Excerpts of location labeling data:
━━━━━━━━━━

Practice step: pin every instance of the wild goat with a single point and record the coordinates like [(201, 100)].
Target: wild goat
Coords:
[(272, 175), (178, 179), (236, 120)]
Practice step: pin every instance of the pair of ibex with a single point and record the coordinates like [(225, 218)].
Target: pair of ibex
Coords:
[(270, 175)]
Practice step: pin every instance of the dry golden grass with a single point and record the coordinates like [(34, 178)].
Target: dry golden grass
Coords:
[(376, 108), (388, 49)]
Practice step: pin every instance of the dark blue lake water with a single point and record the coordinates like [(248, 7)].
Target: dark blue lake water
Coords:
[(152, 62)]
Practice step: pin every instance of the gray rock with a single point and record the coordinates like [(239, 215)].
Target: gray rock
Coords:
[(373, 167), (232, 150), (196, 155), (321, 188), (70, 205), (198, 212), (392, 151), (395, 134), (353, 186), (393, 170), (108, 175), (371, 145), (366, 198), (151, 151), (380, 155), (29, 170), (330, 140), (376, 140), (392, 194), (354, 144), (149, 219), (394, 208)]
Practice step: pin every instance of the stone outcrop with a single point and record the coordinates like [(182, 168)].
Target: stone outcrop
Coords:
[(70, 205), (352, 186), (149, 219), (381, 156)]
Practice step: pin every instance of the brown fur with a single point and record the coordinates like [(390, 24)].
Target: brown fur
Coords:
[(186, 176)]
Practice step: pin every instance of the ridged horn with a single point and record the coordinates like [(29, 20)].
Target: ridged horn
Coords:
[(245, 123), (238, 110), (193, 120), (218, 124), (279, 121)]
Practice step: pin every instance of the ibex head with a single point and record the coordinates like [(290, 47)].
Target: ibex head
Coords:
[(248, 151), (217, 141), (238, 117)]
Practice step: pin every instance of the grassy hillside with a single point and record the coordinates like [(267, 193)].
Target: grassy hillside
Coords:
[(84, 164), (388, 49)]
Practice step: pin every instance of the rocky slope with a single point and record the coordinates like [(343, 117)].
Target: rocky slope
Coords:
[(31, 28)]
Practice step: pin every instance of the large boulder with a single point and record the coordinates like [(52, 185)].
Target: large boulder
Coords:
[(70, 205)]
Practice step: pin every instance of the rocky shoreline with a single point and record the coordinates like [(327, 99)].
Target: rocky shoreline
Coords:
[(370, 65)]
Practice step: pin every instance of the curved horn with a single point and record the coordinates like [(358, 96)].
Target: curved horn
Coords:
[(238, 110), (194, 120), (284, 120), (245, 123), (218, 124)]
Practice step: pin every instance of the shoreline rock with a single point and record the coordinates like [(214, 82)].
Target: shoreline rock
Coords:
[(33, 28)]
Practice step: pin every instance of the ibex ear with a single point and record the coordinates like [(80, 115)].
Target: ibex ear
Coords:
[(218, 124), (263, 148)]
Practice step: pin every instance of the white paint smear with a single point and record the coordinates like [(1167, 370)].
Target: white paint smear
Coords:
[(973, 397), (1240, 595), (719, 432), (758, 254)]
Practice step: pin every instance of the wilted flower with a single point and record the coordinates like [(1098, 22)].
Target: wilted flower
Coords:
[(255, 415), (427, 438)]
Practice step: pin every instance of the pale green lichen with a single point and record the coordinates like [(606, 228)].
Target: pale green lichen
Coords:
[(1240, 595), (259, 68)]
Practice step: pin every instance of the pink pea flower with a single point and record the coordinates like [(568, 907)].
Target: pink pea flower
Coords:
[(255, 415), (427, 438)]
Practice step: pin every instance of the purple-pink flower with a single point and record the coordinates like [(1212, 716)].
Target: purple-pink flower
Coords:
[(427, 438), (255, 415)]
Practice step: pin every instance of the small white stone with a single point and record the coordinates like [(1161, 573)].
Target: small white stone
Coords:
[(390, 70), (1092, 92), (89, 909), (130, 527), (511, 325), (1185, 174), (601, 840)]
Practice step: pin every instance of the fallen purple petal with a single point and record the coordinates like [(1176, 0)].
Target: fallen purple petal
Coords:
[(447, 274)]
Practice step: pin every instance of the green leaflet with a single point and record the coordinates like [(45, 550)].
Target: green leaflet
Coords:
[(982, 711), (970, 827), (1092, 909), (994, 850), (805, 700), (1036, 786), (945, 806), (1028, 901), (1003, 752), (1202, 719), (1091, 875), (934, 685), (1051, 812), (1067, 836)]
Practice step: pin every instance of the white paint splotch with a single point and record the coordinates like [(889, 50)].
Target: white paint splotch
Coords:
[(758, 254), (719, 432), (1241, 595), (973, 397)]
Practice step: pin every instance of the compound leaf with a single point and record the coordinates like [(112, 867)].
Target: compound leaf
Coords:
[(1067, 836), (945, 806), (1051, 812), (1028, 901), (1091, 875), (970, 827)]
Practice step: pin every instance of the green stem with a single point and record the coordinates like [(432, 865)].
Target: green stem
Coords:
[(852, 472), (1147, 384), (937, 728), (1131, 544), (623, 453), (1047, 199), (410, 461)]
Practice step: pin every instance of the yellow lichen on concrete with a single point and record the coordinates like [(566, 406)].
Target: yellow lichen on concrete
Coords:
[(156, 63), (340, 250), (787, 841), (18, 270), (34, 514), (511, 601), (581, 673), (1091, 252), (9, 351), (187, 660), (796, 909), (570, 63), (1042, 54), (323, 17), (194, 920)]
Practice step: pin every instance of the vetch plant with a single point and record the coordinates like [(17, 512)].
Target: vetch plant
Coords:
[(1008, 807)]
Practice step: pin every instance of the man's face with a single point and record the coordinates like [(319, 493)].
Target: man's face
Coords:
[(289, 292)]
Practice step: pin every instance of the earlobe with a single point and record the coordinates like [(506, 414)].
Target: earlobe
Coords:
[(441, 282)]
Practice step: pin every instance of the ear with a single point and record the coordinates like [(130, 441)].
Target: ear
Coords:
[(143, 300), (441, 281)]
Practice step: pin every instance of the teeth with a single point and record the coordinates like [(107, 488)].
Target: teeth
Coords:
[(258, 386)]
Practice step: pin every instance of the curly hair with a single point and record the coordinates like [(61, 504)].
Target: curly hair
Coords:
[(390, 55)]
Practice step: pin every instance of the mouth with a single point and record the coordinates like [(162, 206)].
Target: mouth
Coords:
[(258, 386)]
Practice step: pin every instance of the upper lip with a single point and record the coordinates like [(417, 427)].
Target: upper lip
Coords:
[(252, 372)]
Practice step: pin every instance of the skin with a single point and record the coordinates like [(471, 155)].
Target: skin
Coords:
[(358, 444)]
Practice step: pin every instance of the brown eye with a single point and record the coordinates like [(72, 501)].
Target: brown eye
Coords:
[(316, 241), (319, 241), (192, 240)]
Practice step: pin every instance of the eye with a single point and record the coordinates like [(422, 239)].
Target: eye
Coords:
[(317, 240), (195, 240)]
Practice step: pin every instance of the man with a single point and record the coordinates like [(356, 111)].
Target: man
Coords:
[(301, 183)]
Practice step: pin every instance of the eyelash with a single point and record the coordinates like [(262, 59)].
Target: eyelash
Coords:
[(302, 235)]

━━━━━━━━━━

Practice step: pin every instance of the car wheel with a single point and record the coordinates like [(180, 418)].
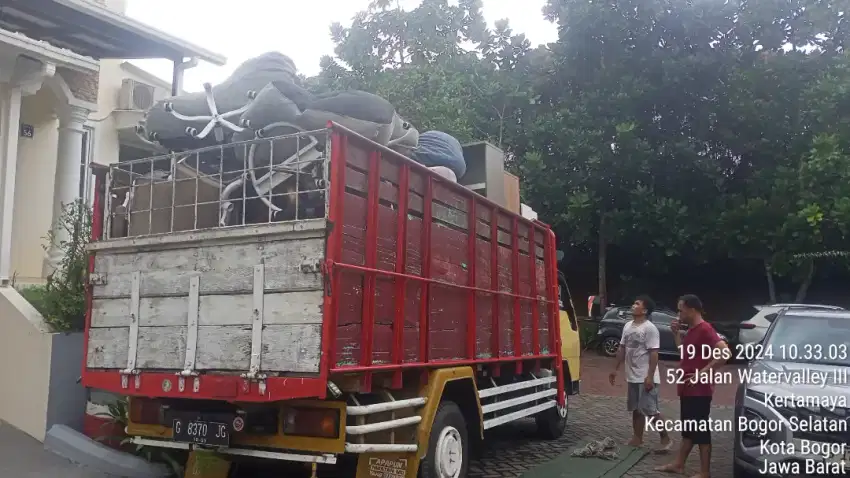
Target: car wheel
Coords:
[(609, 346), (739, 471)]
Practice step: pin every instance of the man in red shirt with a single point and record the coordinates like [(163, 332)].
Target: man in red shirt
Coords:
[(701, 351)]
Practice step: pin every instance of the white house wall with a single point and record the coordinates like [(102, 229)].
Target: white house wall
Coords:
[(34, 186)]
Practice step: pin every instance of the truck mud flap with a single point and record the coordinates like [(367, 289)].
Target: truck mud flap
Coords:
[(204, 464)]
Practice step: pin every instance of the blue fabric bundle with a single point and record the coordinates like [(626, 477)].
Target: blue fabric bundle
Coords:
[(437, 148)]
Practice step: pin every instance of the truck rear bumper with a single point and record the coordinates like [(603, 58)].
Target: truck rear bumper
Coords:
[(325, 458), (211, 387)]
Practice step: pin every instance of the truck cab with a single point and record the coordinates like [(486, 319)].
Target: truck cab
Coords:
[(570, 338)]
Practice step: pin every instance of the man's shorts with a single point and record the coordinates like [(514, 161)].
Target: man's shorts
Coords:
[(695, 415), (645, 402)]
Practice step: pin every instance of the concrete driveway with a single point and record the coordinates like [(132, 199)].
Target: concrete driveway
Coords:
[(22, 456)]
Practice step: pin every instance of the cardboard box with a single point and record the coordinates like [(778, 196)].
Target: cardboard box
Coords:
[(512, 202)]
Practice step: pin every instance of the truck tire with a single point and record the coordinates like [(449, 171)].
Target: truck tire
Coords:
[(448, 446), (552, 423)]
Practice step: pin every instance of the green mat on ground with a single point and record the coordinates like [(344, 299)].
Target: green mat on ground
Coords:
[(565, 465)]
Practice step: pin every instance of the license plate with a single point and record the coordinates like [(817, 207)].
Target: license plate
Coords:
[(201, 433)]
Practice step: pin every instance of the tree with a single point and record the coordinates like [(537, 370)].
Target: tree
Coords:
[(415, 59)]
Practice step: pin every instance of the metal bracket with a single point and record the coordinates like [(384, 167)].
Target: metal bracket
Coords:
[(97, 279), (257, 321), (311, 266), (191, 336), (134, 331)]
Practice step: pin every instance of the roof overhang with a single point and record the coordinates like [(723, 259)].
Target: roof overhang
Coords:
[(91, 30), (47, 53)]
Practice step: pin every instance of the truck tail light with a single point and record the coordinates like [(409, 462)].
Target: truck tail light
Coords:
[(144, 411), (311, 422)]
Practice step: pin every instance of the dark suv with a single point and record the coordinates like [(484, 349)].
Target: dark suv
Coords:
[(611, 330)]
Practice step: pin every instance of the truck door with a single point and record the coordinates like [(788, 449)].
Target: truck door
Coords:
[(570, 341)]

━━━━━━━━━━

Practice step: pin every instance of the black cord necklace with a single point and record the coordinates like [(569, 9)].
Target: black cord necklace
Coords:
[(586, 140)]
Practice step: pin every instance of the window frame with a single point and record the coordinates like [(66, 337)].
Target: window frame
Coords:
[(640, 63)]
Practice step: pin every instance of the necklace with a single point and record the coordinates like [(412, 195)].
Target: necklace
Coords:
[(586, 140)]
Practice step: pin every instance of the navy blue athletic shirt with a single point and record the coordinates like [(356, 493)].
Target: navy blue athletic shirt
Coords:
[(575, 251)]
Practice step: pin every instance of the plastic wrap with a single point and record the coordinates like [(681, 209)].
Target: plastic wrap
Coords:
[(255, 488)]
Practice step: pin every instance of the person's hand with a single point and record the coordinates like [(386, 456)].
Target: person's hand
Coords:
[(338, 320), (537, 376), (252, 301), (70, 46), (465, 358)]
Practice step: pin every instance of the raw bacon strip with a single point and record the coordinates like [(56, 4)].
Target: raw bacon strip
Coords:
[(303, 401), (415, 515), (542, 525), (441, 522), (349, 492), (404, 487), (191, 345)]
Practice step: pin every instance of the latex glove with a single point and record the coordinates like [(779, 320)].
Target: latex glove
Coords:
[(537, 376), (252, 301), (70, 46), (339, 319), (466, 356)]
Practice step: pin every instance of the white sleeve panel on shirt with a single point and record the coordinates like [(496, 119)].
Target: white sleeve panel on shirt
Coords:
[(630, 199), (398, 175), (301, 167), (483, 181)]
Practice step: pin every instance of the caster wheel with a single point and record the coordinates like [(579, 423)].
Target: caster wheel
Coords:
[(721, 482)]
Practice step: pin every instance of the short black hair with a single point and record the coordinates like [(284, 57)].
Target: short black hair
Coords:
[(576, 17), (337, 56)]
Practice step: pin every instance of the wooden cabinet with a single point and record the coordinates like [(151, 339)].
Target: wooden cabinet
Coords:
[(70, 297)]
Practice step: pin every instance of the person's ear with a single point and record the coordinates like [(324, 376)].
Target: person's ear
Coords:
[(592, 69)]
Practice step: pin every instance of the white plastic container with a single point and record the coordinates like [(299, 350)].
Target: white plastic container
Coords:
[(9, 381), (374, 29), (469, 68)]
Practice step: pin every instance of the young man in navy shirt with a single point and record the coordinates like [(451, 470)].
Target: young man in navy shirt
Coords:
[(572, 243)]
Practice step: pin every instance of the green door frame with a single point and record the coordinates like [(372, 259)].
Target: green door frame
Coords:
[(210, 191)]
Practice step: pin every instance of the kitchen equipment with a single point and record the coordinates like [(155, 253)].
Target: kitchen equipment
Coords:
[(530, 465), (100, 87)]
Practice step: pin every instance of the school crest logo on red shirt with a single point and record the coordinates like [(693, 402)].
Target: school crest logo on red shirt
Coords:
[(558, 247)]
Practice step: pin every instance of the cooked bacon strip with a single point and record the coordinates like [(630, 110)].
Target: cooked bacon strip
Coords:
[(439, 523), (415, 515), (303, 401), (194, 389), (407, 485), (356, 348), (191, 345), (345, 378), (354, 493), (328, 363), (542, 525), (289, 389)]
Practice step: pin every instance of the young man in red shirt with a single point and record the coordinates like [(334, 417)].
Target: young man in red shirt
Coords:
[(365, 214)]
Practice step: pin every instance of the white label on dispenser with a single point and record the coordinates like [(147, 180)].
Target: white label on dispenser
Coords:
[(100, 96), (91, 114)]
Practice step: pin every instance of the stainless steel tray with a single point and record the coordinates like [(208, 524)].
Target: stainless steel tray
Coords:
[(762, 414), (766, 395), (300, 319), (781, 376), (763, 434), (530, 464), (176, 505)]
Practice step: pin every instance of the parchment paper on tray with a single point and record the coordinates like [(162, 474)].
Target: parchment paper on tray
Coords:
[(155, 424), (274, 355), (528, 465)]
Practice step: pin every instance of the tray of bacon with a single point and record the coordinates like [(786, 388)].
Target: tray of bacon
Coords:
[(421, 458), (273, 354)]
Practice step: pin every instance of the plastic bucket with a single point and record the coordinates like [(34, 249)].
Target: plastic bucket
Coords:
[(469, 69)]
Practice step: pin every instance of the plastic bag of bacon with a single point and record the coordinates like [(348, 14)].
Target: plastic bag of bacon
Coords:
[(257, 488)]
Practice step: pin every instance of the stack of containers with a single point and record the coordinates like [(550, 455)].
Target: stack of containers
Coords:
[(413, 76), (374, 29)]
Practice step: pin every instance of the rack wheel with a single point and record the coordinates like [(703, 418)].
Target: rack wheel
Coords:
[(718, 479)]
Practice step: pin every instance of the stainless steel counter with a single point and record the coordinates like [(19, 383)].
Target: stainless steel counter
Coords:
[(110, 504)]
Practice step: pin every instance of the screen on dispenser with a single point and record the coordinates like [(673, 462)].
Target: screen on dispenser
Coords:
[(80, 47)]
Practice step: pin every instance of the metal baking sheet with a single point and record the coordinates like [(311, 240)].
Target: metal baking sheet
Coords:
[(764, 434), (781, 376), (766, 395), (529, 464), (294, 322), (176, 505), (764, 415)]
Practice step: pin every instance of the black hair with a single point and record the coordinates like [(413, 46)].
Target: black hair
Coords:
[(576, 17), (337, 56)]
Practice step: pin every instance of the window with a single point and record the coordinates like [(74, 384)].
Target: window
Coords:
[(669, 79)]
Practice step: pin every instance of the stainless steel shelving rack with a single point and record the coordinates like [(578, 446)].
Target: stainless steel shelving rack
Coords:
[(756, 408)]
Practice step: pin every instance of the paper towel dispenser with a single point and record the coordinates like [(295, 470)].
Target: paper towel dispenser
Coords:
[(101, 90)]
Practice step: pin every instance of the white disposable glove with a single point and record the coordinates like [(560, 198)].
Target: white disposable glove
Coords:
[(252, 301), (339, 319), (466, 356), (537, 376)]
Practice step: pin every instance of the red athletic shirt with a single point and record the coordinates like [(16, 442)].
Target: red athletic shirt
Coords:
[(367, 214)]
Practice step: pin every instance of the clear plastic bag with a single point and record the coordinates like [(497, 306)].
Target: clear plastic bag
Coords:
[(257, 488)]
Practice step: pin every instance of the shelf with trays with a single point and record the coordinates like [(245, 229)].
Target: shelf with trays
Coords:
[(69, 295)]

━━━━━━━━━━

» **WORK TO DO**
Format the listing as a Markdown table, starting with the line that contains "Practice step: pin every instance of the man with" and going on through the line that contains "[(302, 235)]". Use a column named Row for the row number and a column named Line for each line, and leave out blank lines.

» **RESULT**
| Row | Line |
|---|---|
| 1 | Practice step: pin every instance of the man with a single point and record the coordinates like [(356, 111)]. |
| 2 | Target: man |
| 3 | Coords: |
| 4 | [(301, 183)] |
| 5 | Practice step: pin every instance of the eyelash with a single point and record the coordinates like [(262, 59)]. |
| 6 | Target: eyelash |
| 7 | Coords: |
| 8 | [(302, 235)] |